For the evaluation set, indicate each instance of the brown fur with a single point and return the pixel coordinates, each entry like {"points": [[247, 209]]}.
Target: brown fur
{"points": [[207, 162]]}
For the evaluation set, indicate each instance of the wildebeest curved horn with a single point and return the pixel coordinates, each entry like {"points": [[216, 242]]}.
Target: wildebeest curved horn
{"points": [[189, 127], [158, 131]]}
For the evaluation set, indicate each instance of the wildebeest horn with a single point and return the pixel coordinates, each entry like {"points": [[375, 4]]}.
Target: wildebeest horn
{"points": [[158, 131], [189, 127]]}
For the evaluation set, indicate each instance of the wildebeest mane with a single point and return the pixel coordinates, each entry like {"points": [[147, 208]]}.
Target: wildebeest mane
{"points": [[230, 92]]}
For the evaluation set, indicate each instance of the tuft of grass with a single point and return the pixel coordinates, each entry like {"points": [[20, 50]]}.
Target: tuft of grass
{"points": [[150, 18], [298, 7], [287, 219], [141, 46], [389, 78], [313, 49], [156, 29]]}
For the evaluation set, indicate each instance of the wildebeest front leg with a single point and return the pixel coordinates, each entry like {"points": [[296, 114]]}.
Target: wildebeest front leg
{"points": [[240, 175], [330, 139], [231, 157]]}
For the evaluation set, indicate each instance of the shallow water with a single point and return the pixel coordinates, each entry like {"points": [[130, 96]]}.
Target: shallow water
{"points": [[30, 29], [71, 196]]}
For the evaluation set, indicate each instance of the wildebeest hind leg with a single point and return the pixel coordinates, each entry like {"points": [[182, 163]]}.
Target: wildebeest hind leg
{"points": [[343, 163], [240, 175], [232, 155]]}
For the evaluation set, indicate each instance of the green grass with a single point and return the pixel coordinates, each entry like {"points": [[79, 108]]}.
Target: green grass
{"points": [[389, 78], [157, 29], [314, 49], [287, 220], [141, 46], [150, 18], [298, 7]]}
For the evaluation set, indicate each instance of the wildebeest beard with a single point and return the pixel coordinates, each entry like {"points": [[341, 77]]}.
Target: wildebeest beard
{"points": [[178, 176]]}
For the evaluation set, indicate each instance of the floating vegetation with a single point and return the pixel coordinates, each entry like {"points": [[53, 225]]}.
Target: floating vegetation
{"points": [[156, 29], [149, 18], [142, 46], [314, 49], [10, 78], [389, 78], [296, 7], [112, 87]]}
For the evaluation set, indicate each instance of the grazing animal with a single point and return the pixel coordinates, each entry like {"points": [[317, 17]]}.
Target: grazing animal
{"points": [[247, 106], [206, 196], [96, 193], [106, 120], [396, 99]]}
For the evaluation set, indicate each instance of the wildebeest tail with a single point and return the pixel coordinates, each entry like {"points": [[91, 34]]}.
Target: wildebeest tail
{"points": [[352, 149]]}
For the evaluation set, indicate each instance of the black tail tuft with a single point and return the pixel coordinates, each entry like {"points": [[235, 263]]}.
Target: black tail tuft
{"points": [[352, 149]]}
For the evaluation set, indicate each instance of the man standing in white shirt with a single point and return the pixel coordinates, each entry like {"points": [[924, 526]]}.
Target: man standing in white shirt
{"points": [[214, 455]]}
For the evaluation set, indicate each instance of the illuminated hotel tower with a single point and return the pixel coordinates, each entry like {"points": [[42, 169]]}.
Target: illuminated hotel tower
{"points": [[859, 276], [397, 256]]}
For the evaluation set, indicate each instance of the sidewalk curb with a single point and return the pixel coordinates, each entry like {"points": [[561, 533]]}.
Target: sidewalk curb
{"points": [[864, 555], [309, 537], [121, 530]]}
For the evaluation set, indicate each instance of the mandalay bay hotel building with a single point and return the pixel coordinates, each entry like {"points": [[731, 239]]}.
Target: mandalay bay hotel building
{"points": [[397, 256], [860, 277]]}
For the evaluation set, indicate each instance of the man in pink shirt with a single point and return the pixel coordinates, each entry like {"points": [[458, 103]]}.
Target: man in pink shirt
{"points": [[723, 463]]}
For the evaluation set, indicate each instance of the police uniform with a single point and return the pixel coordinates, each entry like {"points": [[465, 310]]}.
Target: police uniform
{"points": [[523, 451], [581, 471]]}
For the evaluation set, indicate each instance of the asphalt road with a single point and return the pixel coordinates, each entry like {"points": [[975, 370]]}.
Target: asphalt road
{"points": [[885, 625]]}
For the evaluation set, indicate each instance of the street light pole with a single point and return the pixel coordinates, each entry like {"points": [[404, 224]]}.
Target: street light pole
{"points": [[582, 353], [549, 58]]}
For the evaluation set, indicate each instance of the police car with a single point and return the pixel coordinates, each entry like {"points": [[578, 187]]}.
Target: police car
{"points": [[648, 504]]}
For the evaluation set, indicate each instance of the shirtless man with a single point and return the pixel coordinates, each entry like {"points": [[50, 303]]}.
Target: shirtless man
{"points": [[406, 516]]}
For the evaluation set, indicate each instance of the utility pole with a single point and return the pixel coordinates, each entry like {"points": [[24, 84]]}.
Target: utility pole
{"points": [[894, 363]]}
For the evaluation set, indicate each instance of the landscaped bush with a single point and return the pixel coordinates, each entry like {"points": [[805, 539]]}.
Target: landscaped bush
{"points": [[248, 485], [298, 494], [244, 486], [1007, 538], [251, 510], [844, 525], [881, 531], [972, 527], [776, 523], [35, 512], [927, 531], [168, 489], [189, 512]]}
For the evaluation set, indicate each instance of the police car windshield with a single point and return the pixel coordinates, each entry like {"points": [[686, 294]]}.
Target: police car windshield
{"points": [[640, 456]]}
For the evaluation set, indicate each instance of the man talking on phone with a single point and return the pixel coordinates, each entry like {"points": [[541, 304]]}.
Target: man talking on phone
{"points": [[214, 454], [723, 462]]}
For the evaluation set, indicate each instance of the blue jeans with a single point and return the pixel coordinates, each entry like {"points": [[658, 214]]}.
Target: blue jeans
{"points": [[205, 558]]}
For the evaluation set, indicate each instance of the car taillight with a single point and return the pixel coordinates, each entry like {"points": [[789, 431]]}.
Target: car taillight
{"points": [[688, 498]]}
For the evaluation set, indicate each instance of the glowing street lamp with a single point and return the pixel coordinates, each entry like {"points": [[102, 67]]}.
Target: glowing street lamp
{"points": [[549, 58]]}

--*--

Given request: Retype nothing except the lines from the line holding "For the evaluation set, indicate each instance of the utility" through the last line of the entries, both included.

Full output:
For the evaluation set, indicate each instance of the utility pole with a single point and return the pixel coordinates, each entry like {"points": [[24, 84]]}.
Target: utility pole
{"points": [[894, 363]]}
For the evaluation set, indicate each instance of the landscaped bush with a single point and return the pixel coordinates, each entry like {"points": [[805, 539]]}.
Target: landscaped bush
{"points": [[248, 485], [298, 494], [244, 486], [1007, 538], [251, 510], [844, 525], [881, 531], [972, 527], [776, 523], [35, 512], [927, 531], [168, 489], [189, 512]]}
For the evaluation set, indicate each instance of the police car windshield with a single point and return the pixel coordinates, each entry like {"points": [[686, 294]]}.
Target: police car windshield
{"points": [[640, 456]]}
For the evaluation set, indicate each instance of the man talking on phone with a single point and return the pixel coordinates, each entry like {"points": [[541, 304]]}.
Target: man talking on phone
{"points": [[214, 454], [723, 462]]}
For the evaluation set, indicate each instance of the blue jeans with a single point and return the pixel coordinates, each entry like {"points": [[658, 214]]}.
Target: blue jeans
{"points": [[205, 558]]}
For the evaluation set, indicate each instance of the car taillight with a single point and return the pixel coordinates, each entry like {"points": [[789, 431]]}.
Target: car taillight
{"points": [[688, 498]]}
For the evaluation set, indicate each instance of the glowing street lamp with a single point and return the pixel coordinates, each entry like {"points": [[102, 67]]}.
Target: glowing street lamp
{"points": [[549, 58]]}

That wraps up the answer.